Job 1.
According to the RDF page, which two technologies besides RDF are foundational Semantic Web technologies?
Job 2.
Please output everything in the RDF page from "If you are new" down to "example odML document.".

Document.

# What is the Semantic Web and RDF?

**RDF (Resource Description Framework)** is one of the three foundational [Semantic Web](https://en.wikipedia.org/wiki/Semantic_Web) technologies, the other two being SPARQL and OWL.

In particular, RDF is the data model of the Semantic Web. That means that all data in Semantic Web technologies are represented as RDF. If you store Semantic Web data, it's in RDF. If you query Semantic Web data (typically using the SPARQL query language), it's RDF data. If you send Semantic Web data to your friend, it's RDF.

RDF data model is based upon the idea of making statements about resources (in particular web resources) in the form of *subject–predicate–object* expressions, known as [*triples*](https://en.wikipedia.org/wiki/Semantic_triple). The *subject* denotes the resource, and the *predicate* denotes traits or aspects of the resource, and expresses a relationship between the *subject* and the *object*.

For example, one way to represent the notion "The sky has the color blue" in RDF is as the triple: a **subject** denoting *"the sky"*, a **predicate** denoting *"has the color"*, and an **object** denoting *"blue"*. Therefore, RDF uses subject instead of object(or entity) in contrast to the typical approach of an entity–attribute–value model in object-oriented design: entity (sky), attribute (color), and value (blue).<br>
(Resource Description Framework, Wikipedia, 2017)

![RDF_example_graph.png](RDF_example_graph.png)

Find out more:
- https://en.wikipedia.org/wiki/Resource_Description_Framework
- https://www.cambridgesemantics.com/blog/semantic-university/learn-rdf/


# odML to RDF converter

Here we will explore odML to RDF conversion using the `odml/tools/rdf_converter.py` module.

If you are new python odML please read the [tutorial](https://python-odml.readthedocs.io/en/latest/tutorial.html) first to familiarize yourself with odML.

Let's create the example odML document.

In [18]:
import datetime

import odml

doc = odml.Document(author="D. N. Adams", date=datetime.date(1979, 10, 12))

# CREATE AND APPEND THE MAIN SECTIONs
doc.append(odml.Section(name="Arthur Philip Dent",
                        type="crew/person",
                        definition="Information on Arthur Dent"))

# SET NEW PARENT NODE
parent = doc['Arthur Philip Dent']


# APPEND PROPERTIES WITH VALUES
parent.append(odml.Property(name="Species",
                            value="Human",
                            dtype=odml.DType.string,
                            definition="Species to which subject belongs to"))

Entries supplied.
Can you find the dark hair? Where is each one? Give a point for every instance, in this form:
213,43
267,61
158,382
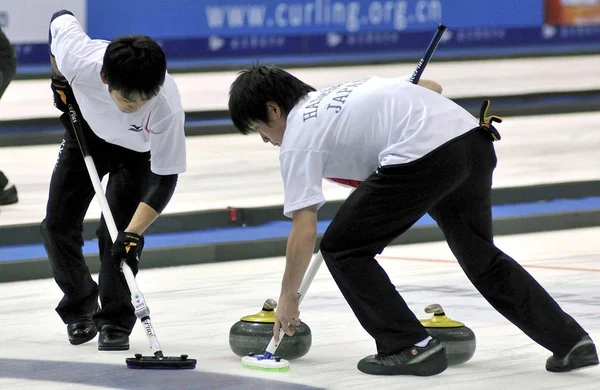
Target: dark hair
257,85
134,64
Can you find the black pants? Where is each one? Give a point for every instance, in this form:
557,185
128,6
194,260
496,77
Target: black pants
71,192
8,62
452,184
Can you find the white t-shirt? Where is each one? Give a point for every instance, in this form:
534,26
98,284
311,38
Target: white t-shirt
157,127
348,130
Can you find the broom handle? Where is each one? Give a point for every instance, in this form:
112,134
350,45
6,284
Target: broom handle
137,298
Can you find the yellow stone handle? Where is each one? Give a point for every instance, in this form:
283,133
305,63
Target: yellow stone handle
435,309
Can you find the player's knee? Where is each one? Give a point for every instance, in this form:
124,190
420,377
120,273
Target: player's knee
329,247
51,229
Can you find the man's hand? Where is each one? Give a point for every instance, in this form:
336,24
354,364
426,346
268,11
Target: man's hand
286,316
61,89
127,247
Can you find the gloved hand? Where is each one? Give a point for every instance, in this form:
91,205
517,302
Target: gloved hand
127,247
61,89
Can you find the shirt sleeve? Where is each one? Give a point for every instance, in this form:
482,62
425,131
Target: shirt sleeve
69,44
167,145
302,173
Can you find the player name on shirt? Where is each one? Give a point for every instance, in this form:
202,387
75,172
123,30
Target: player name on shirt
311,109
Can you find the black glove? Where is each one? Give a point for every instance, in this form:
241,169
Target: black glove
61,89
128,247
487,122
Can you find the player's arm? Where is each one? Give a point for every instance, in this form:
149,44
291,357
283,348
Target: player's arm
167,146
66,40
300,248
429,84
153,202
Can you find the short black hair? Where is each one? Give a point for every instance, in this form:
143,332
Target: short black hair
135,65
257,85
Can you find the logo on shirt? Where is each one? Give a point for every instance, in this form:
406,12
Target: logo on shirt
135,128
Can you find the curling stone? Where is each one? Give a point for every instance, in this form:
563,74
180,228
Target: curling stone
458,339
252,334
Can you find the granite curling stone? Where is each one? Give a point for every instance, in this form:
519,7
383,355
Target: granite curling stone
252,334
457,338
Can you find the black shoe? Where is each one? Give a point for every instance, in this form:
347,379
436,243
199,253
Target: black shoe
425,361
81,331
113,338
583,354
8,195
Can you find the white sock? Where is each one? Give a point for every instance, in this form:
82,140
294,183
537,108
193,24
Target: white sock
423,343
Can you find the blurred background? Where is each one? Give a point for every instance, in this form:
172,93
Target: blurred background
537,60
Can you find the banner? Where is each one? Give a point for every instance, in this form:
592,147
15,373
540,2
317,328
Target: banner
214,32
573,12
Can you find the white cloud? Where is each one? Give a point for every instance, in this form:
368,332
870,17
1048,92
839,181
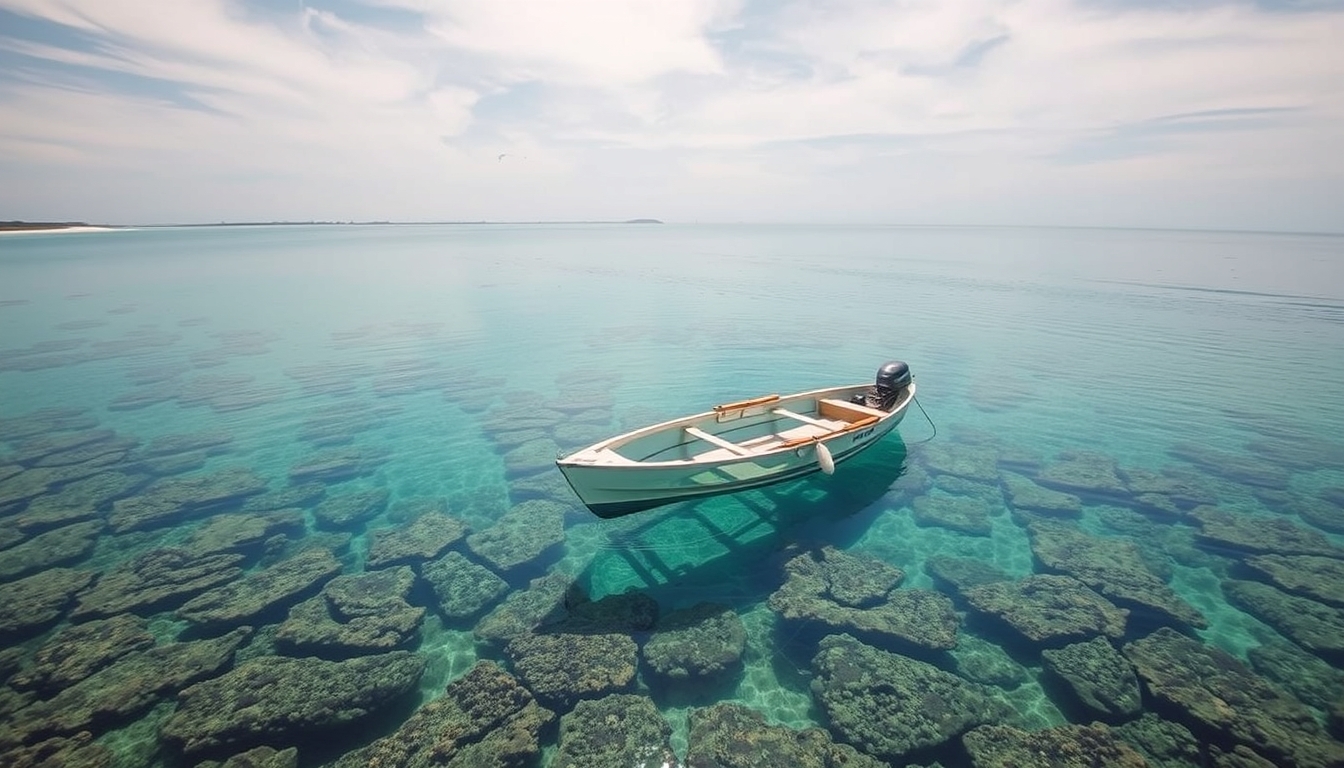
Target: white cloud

Task response 1.
SPARQL and OWL.

Task response 2.
If you are new python odML please read the [tutorial](https://python-odml.readthedocs.io/en/latest/tutorial.html) first to familiarize yourself with odML.

Let's create the example odML document.